#### [Source information]
* * * * *
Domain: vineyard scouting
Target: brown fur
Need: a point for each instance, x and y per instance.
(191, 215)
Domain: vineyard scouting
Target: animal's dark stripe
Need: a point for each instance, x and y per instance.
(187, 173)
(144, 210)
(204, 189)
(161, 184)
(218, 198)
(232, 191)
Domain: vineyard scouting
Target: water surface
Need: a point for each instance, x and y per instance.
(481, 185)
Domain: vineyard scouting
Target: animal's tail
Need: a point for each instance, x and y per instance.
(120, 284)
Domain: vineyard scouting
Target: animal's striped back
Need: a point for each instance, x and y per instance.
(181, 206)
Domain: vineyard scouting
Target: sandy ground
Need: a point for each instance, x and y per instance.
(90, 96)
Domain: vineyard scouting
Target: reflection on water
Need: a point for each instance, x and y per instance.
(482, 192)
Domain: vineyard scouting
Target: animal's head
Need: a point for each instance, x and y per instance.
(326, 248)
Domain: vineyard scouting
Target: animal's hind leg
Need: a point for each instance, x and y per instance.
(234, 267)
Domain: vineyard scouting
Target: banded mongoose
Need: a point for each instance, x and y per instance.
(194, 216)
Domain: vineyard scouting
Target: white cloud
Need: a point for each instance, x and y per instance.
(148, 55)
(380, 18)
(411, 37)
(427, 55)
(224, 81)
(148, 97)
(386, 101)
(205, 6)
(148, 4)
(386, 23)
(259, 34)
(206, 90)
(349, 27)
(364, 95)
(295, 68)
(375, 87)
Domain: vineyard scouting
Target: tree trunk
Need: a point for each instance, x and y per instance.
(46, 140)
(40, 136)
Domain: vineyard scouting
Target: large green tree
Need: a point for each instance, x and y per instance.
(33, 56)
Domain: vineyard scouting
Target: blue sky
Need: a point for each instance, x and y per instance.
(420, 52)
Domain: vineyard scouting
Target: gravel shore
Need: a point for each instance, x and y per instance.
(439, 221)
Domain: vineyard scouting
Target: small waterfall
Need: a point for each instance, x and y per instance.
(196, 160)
* * * * *
#### [What the task requires]
Please return every line of the material above that includes "tree".

#### [Result of this task]
Target: tree trunk
Target: large green tree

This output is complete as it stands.